> [Given request]
Return the records word for word. Any pictures in them are not part of the copy.

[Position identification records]
* BEGIN *

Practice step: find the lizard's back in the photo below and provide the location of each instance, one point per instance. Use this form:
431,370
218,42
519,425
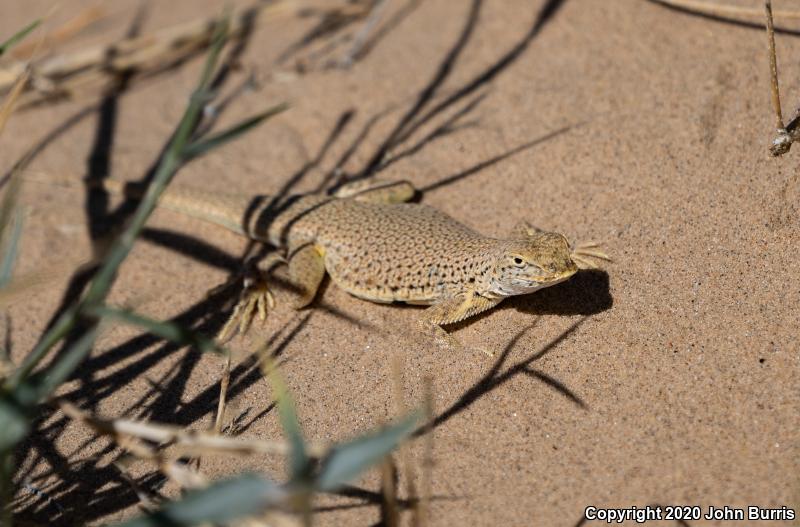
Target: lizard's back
394,252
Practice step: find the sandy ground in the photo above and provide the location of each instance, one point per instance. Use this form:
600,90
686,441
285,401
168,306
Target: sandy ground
670,378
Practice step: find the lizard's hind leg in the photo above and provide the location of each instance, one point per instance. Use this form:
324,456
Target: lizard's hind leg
306,271
256,298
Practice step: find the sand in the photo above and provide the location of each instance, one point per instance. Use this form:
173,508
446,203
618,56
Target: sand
670,378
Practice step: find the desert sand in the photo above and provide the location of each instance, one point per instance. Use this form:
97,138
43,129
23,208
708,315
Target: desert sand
670,377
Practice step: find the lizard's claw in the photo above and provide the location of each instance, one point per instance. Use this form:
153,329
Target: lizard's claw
583,253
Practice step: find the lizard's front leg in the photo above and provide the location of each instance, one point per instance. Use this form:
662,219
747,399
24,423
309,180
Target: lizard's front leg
306,271
452,310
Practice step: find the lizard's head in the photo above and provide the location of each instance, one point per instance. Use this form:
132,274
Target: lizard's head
525,265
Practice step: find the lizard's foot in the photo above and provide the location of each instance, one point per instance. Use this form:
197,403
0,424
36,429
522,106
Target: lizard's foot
583,254
256,299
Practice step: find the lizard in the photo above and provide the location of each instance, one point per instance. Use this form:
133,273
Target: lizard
378,246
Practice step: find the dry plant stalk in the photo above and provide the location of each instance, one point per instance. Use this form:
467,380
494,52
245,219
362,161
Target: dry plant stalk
182,440
63,33
95,67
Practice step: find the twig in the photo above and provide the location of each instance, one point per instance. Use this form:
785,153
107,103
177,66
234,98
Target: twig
710,8
785,135
63,74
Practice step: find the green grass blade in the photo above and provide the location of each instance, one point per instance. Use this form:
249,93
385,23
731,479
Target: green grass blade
19,35
200,147
166,330
299,463
348,460
221,502
14,424
9,248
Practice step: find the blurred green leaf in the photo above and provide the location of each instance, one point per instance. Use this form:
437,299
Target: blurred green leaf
299,463
166,330
221,502
119,250
13,425
9,248
348,460
200,147
19,35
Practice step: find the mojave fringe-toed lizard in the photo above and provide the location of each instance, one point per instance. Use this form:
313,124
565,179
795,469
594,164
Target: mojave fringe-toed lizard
378,247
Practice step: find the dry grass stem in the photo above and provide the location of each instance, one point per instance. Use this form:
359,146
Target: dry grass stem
711,8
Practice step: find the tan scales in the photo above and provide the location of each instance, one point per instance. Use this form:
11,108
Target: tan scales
377,247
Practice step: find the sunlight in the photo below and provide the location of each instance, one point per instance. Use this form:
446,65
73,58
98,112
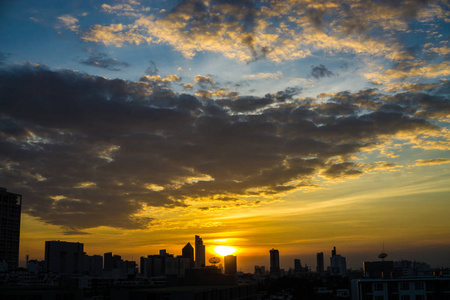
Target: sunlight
224,250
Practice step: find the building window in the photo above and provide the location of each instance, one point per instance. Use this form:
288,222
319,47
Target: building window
419,285
404,286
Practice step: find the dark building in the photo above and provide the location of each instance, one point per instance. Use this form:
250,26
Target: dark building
64,257
230,264
188,252
10,206
93,265
378,269
107,261
199,252
408,288
338,264
274,262
320,265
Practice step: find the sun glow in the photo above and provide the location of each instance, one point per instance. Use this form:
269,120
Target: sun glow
224,250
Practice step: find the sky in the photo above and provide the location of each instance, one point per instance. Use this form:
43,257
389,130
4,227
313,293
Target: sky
300,125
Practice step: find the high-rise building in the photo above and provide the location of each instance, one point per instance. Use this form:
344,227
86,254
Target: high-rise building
107,261
10,206
93,265
338,265
297,265
230,264
188,252
199,252
274,262
320,265
64,257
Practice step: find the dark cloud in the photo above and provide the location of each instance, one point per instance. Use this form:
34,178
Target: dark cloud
87,151
4,57
102,60
320,71
152,70
316,17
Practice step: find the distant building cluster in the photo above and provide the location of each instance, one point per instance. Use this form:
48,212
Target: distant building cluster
67,272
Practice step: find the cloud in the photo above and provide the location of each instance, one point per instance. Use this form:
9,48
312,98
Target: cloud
102,60
152,70
157,78
68,22
87,151
264,76
247,32
320,72
433,161
204,81
4,57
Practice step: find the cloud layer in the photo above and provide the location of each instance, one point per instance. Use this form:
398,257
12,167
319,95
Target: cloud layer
274,30
88,151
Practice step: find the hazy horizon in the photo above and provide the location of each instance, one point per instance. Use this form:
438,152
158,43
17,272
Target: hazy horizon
300,125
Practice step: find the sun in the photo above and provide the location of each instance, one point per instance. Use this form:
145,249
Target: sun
224,250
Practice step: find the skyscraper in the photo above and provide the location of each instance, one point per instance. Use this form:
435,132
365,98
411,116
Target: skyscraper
10,206
274,262
199,252
188,252
320,265
338,265
230,264
64,257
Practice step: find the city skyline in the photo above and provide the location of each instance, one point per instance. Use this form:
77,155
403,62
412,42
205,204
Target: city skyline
295,125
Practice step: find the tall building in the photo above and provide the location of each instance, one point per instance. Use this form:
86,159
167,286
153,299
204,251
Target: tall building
230,264
93,265
188,252
338,265
10,206
199,252
320,268
64,257
297,265
274,262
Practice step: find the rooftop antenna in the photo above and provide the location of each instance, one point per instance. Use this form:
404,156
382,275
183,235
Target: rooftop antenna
383,254
214,260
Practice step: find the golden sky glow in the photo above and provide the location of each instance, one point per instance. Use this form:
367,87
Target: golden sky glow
297,125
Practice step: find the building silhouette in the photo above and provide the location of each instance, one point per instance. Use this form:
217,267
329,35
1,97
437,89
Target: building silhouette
199,252
338,265
320,268
164,264
274,262
230,264
188,252
10,207
64,257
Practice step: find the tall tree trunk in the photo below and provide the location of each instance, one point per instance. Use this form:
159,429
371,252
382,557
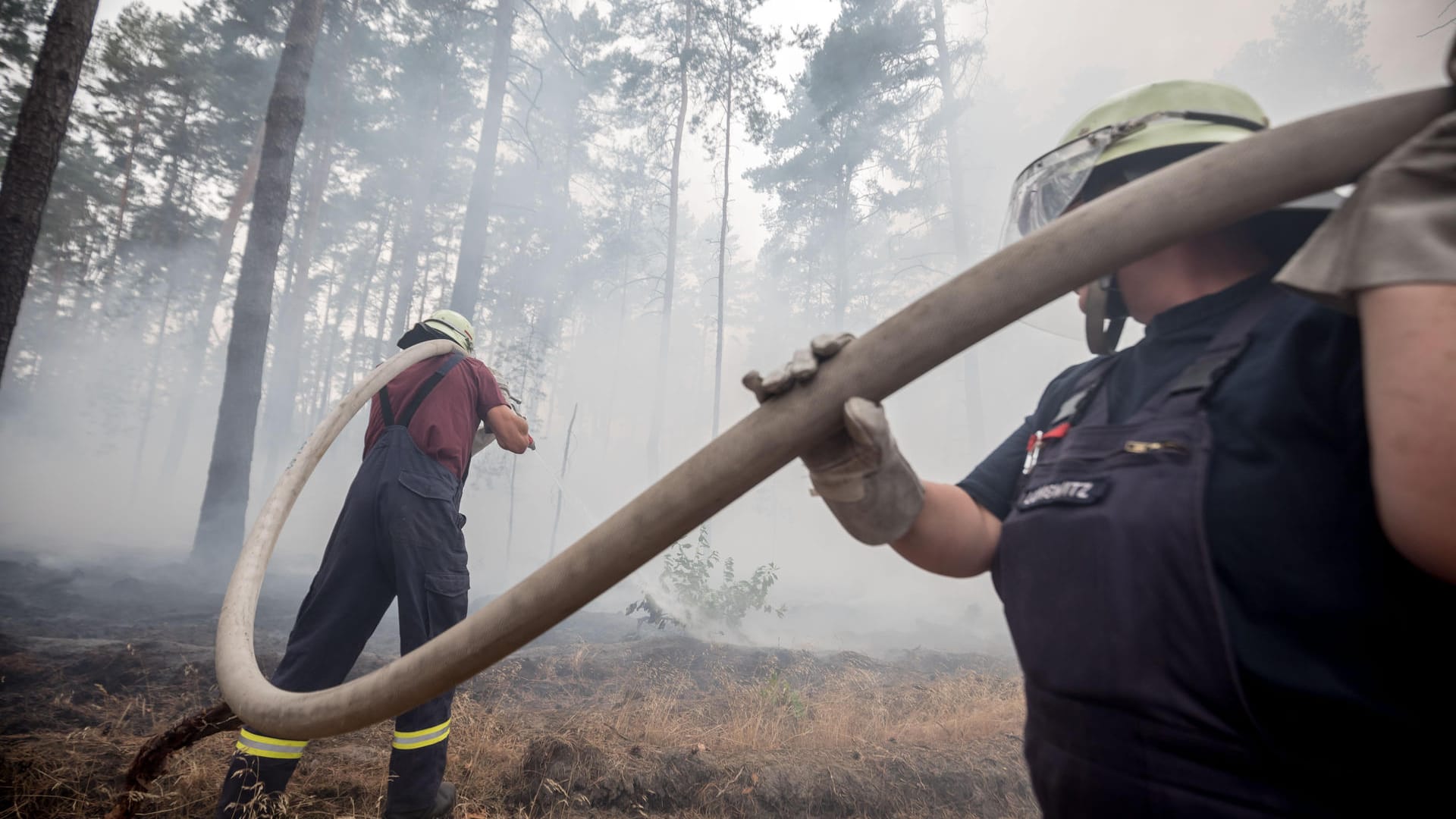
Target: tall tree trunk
395,242
471,265
842,249
565,460
153,376
949,114
363,303
960,219
212,295
723,246
224,500
126,187
670,268
36,149
332,319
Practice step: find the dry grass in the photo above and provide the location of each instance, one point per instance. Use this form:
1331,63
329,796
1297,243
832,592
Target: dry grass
673,729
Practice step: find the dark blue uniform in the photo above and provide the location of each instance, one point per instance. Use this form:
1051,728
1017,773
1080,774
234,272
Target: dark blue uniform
1207,613
398,535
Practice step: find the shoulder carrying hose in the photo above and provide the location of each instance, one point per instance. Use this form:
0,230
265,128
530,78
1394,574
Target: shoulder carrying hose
1207,191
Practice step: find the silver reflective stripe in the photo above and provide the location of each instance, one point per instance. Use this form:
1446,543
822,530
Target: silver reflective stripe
258,745
410,741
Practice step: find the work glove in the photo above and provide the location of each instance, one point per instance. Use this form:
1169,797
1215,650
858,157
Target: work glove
859,471
484,438
511,400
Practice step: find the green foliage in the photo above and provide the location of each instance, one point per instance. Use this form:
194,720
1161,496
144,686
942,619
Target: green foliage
777,692
712,595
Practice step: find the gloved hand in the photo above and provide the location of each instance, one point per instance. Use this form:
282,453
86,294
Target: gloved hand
484,438
511,400
859,471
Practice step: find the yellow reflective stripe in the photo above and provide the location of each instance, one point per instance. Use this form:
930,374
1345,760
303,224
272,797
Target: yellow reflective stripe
410,741
273,748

* END *

> [Written answer]
Practice step: find the lizard's back in the photo below and provide the location of each instance, one point per instance. Use this form:
431,370
218,42
519,425
Target: lizard's back
394,252
Practice step: find the sandy ground in the photo above and provide the location of each instance, one point per instance. Use this form:
600,90
686,441
285,401
168,306
Target: sandy ground
670,378
Practice step: find the lizard's hind leg in the photo above and provide the location of each instance, one point per instance. Use this form:
324,456
Target: lizard's hind leg
306,271
256,298
Practice step: find the sand in the photo above and provide the location of each instance, one point per instance. Use this form:
173,508
446,203
618,56
Target: sand
670,378
Practice step: find the desert sand in the photo above and provide the location of each instance, one point per instance. Use this form:
97,138
43,129
23,208
708,315
Target: desert sand
670,377
Practice step: find the lizard's claw in the photo above and provide the location of each instance, one point per instance. Use this form:
153,329
Target: lizard's claw
583,253
Practice step: find the lizard's front leg in the photo above and provide the location of each instance, one point per instance. Use this form:
662,219
747,399
24,423
309,180
Target: lizard's front leg
306,271
452,310
Practice step: find the lizard's head in the photo above and provide the location of each instance, one point per instance. Use this form:
132,274
Target: lizard's head
525,265
Practice step: find the lizard's foot in the photo above and provide the location of each instance, one point per instance. Use this form:
197,403
0,424
36,429
522,106
Target: lizard's foot
583,254
256,299
Practice step: find the lizard in the photo above and provide the location of each instance, one point per instance. Use this form:
133,273
Target: lizard
378,246
Practice step: find the dry plant stalk in the photo above and provide the location of each instance, one point per instance. Use this form:
467,380
494,52
245,219
362,161
Target: dry plant stalk
182,440
63,33
95,67
Practice step: find the twig in the photo above and provide the location of each instance, one point per instance. Use this form:
785,153
107,103
177,66
234,98
Target: twig
710,8
785,135
63,74
Practice step: find the green grass blade in the photo above and provide the location of each instance, one point per instance. Use this form:
249,93
385,23
731,479
Target: green grass blade
19,35
200,147
166,330
299,463
348,460
221,502
14,424
9,248
Practice step: find the blurred green leaf in the photo above and provide the location of each instance, one point per instance. Use this form:
437,299
Target: blurred green leaf
299,463
166,330
221,502
119,250
13,425
9,248
348,460
200,147
19,35
Practice step: find the mojave fringe-toed lizard in the photo above and provide the location of each instance, one point per instance. Use this form:
313,124
565,179
795,469
594,164
Target: mojave fringe-toed lizard
378,247
Practice step: find the dry grass stem in the photo above and provide the location of each instance, one point per instance. Use this form:
359,146
Target: dry grass stem
711,8
Practice step: find the tan scales in the photo above and provide the location of each instance, one point per instance. Use this form:
11,108
Target: tan scales
377,247
Practice step: find the sunlight in the photo below and provide the location of each instance, one point per instance. Use this form:
446,65
73,58
98,112
Target: sunlight
224,250
Practice step: find the building window in the photo above and provide the location of each instance, one point per instance. Use this form:
288,222
319,47
Target: building window
419,285
404,286
Practice step: find the dark building in the photo above and provide the location of each instance, one point per instance. Use this form:
250,26
Target: dark building
64,257
230,264
188,252
10,206
93,265
378,269
107,261
199,252
408,288
338,264
274,262
320,265
Practice step: find the sun glow in the photo above and provide the location of each instance, one point per instance. Use this form:
269,120
Target: sun glow
224,250
Practice step: find the sky in the photo above and provide the location of each instance, one point per instance. Use this form:
43,257
389,130
4,227
313,293
Target: sky
300,125
Practice step: find the high-rise building in the photo above and provide the location of each instance, one point per instance. Use this form:
344,227
86,254
Target: high-rise building
107,261
10,206
93,265
338,265
297,265
230,264
188,252
199,252
274,262
320,265
64,257
Practice step: find the dark cloud in the photo above and provide the location of each instance, one point per instance. Use this form:
34,178
Target: dark cloud
87,151
4,57
102,60
320,71
152,70
316,17
Practice step: find the distant building cluster in the photo above and provide the location of each instance, one point per instance. Use this form:
48,212
Target: distant building cluster
67,272
Practice step: find the cloud in the photo above and provide the location of each instance, one point per instance. Use this form:
9,48
312,98
Target: cloud
102,60
152,70
157,78
68,22
87,151
264,76
247,32
320,72
433,161
204,81
4,57
Practice step: find the cloud layer in the photo above and provide the location of each instance, one point per instance. Use this form:
398,257
12,167
319,95
Target: cloud layer
274,30
88,151
Practice step: find the hazy horizon in the photo above and provide the location of each instance, one point per instance. Use this form:
438,152
158,43
17,272
Target: hazy horizon
300,125
Practice step: find the sun in the photo above and provide the location of each instance, one point per instance. Use this form:
145,249
Target: sun
224,250
Practice step: find the skyscraper in the photo above and provide the location of each instance, one point per instance. Use this form:
435,132
365,98
411,116
Target: skyscraper
10,206
274,262
199,252
188,252
320,265
338,265
230,264
64,257
Practice step: find the city skyline in the photo above and provide the location of each instance, one point per instance. Use this form:
77,155
403,62
412,42
205,204
Target: city skyline
295,125
Practice step: find the tall building in the photo above and provide the location of each instance, one point per instance. Use this form:
86,159
167,286
153,299
204,251
Target: tall building
230,264
93,265
188,252
338,265
10,206
199,252
320,268
64,257
297,265
274,262
Practice step: find the rooftop antenna in the photo above and provide the location of each instance, one point per instance. Use this form:
404,156
382,275
183,235
Target: rooftop antenna
383,254
214,260
Practice step: find the golden sky glow in the photo above and provide the location of each instance, one point per instance. Use this form:
367,87
Target: golden sky glow
297,125
Practice step: find the building silhouette in the photo above and provide the location of each instance, one point per instance. Use this form:
217,267
329,35
1,97
437,89
Target: building silhouette
199,252
338,265
320,268
164,264
274,262
230,264
188,252
10,207
64,257
Practice step: find the tall tree trunk in the photo below and provide the location of each instance, one point per instance. Use this form:
159,429
371,252
382,557
Target: tall tree trunk
395,242
471,265
842,249
565,460
153,376
949,114
363,303
960,219
212,295
723,246
224,500
126,187
670,268
36,149
332,319
Practice step: find the dry grass in the photo above and provide the location of each instance, one point per instance. Use this form:
1331,63
329,796
1297,243
832,592
Target: dry grass
673,729
Practice step: find the dark blue uniform in the photo above and provide the location of each instance, one point per instance. Use this form:
1051,728
1017,773
1080,774
234,272
Target: dark blue uniform
1207,613
398,535
Practice step: find the shoulder carrying hose in the photo above and provide the location of each instance, one point per instance. Use this form:
0,230
265,128
530,78
1394,574
Target: shoulder carrying hose
1207,191
Practice step: find the silver reflective stripe in the photo above and provide the location of each instance, one point per instance. Use this form:
1446,543
822,530
Target: silver reflective stripe
258,745
410,741
Practice step: find the work glove in the photo above and provide the location of each instance, one point per instance. Use this form:
1169,797
1215,650
858,157
Target: work glove
859,471
484,438
511,400
Practice step: find the green foliage in the photo above and provide the location of each instance, one point per instance. Use this form:
194,720
1161,496
144,686
942,619
Target: green foliage
777,692
712,595
Practice step: find the gloved hand in the photo above and provide the location of each instance, one point per instance. Use this form:
282,453
86,294
Target: gloved hand
484,438
511,400
859,471
Practice step: find the yellow reflective stripe in the photo above and provide the location of each instance, one point per instance. Use this form:
930,374
1345,760
303,224
272,797
Target: yellow reflective stripe
410,741
273,748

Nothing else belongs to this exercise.